* _GOAL_
Reproduce the listing below word for word, omitting the pictures.

___ THE INPUT

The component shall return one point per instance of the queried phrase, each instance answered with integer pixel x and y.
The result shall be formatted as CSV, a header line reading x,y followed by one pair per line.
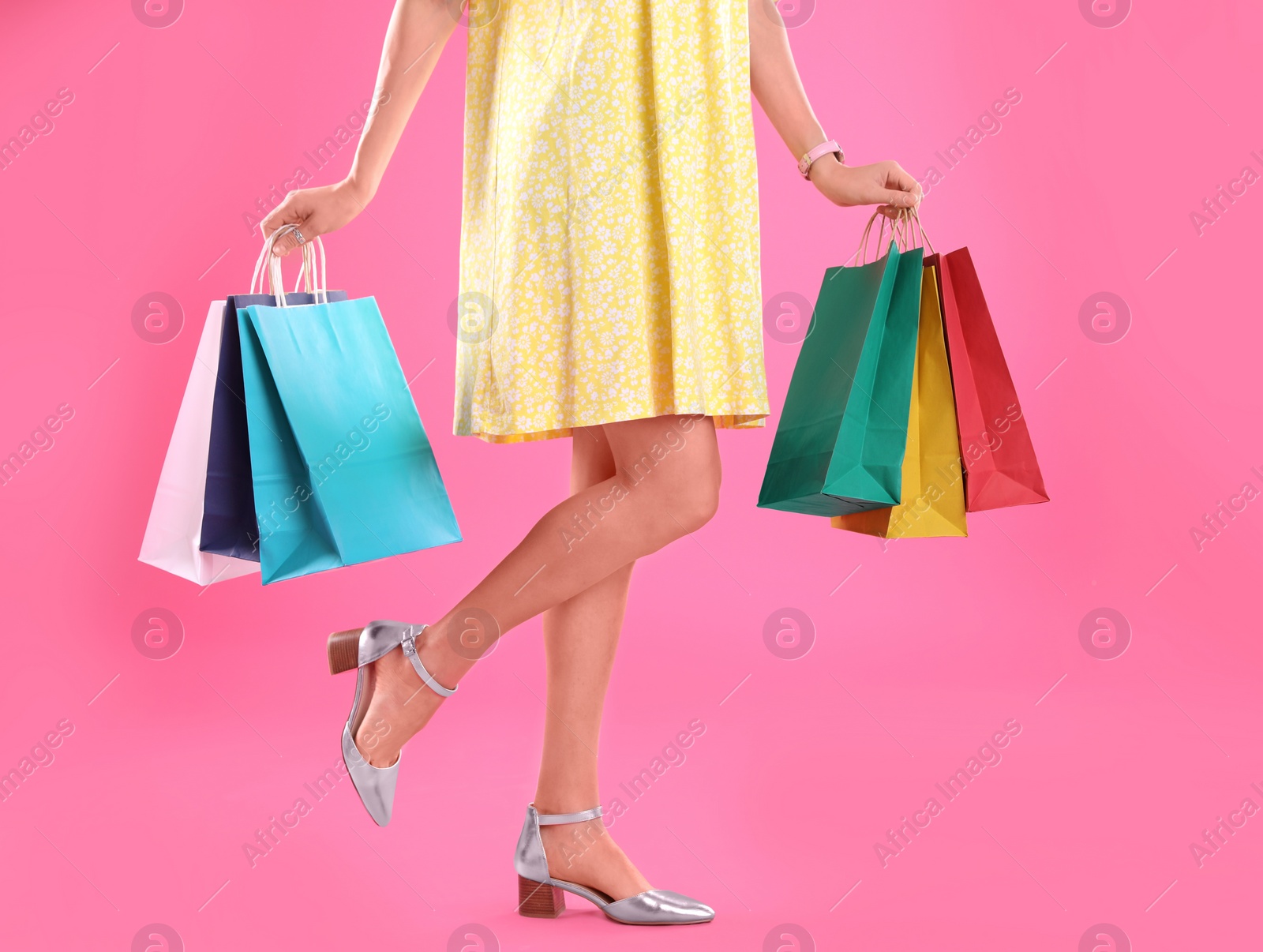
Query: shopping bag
x,y
934,480
341,467
840,441
1001,469
174,533
229,524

______

* _EXERCISE SOLUTION_
The component shall return one point per instance of the queried phrase, each instance answered with integer pixel x and y.
The result shall be formatted as CSV, a header line reading x,y followed by one pair per line.
Query: shopping bag
x,y
934,480
341,467
840,441
1001,469
174,533
229,524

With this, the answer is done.